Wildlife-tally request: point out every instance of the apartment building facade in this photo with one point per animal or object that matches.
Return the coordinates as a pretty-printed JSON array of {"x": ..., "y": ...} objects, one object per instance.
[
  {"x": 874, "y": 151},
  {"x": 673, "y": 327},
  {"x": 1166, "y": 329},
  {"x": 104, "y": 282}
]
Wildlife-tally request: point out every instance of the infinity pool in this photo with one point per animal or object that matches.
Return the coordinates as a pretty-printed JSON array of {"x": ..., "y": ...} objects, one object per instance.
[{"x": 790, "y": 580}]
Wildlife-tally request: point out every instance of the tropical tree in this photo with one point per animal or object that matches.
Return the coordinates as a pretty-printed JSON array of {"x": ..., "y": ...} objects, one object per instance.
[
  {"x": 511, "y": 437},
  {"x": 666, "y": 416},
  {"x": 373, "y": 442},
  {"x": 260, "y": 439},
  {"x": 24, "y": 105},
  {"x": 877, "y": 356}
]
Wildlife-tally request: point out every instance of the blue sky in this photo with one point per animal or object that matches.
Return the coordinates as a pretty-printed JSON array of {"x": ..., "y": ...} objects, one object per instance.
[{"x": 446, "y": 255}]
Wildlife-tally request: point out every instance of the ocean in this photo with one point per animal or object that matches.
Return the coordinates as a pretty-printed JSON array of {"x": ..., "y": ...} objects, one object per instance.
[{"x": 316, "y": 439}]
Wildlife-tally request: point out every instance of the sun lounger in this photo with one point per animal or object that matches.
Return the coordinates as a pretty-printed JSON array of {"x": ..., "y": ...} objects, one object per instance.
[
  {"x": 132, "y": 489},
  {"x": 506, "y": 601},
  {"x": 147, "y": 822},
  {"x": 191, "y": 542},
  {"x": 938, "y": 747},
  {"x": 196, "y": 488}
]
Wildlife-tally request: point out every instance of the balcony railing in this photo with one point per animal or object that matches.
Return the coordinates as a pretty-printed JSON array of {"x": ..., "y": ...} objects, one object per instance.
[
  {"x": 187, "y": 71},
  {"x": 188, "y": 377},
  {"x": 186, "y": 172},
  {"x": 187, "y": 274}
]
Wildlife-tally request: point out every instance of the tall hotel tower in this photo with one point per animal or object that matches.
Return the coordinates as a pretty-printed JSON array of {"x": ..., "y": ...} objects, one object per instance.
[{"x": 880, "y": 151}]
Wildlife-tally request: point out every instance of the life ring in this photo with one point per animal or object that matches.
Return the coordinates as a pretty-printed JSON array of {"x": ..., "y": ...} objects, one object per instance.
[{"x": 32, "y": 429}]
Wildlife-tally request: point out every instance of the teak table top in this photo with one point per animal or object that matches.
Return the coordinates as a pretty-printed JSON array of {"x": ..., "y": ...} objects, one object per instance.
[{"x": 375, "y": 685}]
* * *
◆ Stated problem
Copy every one of the records above word for word, with nothing changed or left out.

◆ Output for this task
Wildlife-tally request: point out every instance of the apartment building facade in this photo with one point per animal or object that matches.
Return the coordinates as a pretty-printed JSON array of {"x": ..., "y": ...} objects, one object per instance.
[
  {"x": 874, "y": 151},
  {"x": 673, "y": 327},
  {"x": 1166, "y": 329},
  {"x": 104, "y": 282}
]
Wildlife-tally request: point out every instance of the infinity pool in this photo with one point per animal or object that matches.
Return the coordinates as a pretty-printed JSON array of {"x": ..., "y": ...} objects, one object per instance.
[{"x": 790, "y": 580}]
Wildlife-tally request: point out every instance of the tropical tree in this photo with one point per animal or object that matches.
Return the coordinates as a pretty-printed JSON array of {"x": ..., "y": ...} objects, one object per instance.
[
  {"x": 511, "y": 437},
  {"x": 666, "y": 416},
  {"x": 373, "y": 442},
  {"x": 260, "y": 439},
  {"x": 24, "y": 105},
  {"x": 877, "y": 356}
]
Wildlife-tally request: point out every instance of the blue sky in this photo with one point per animal or object that matches.
Return the coordinates as a pretty-printed JSON array of {"x": ..., "y": ...} objects, one object per instance.
[{"x": 446, "y": 255}]
Wildlife-tally request: point out every instance of the ocean in this photo with one point per animal or object that matches.
Return the coordinates as a pretty-printed JSON array of {"x": ..., "y": ...} objects, one object per instance.
[{"x": 316, "y": 439}]
Wildlife-tally request: point out every instance of the sun lounger in this photo with one point per animal or object that matches.
Return the coordinates as a pretty-printed JSON array of {"x": ..., "y": ...} objects, one object per instance.
[
  {"x": 132, "y": 489},
  {"x": 506, "y": 601},
  {"x": 147, "y": 822},
  {"x": 191, "y": 542},
  {"x": 938, "y": 747},
  {"x": 196, "y": 488}
]
Wildlife-tally request: point out every instance of the balcony railing in this photo with one point per animal or object that matches.
Return the coordinates as a pretty-printed JSON array of {"x": ..., "y": ...} objects, one object per instance.
[
  {"x": 187, "y": 71},
  {"x": 188, "y": 377},
  {"x": 186, "y": 172},
  {"x": 187, "y": 274}
]
Wildlife-tally request: point out every instance of the tall hotel tower in this photo with one point per animal or object that matches.
Return the coordinates as a pretty-printed JSON array of {"x": ..., "y": ...} objects, one object per instance.
[{"x": 880, "y": 151}]
Wildlife-tally request: point out every instance of the life ring in this photo with one point per animal or object that matches.
Return the coordinates as a pretty-printed JSON array of {"x": ..., "y": ...} objects, one object per instance.
[{"x": 32, "y": 429}]
Wildlife-tally request: point out every instance of the teak table top in this photo with one point per animal or object that matches.
Return the coordinates as a pretty-printed JSON array of {"x": ..., "y": ...} objects, one object per instance.
[{"x": 375, "y": 685}]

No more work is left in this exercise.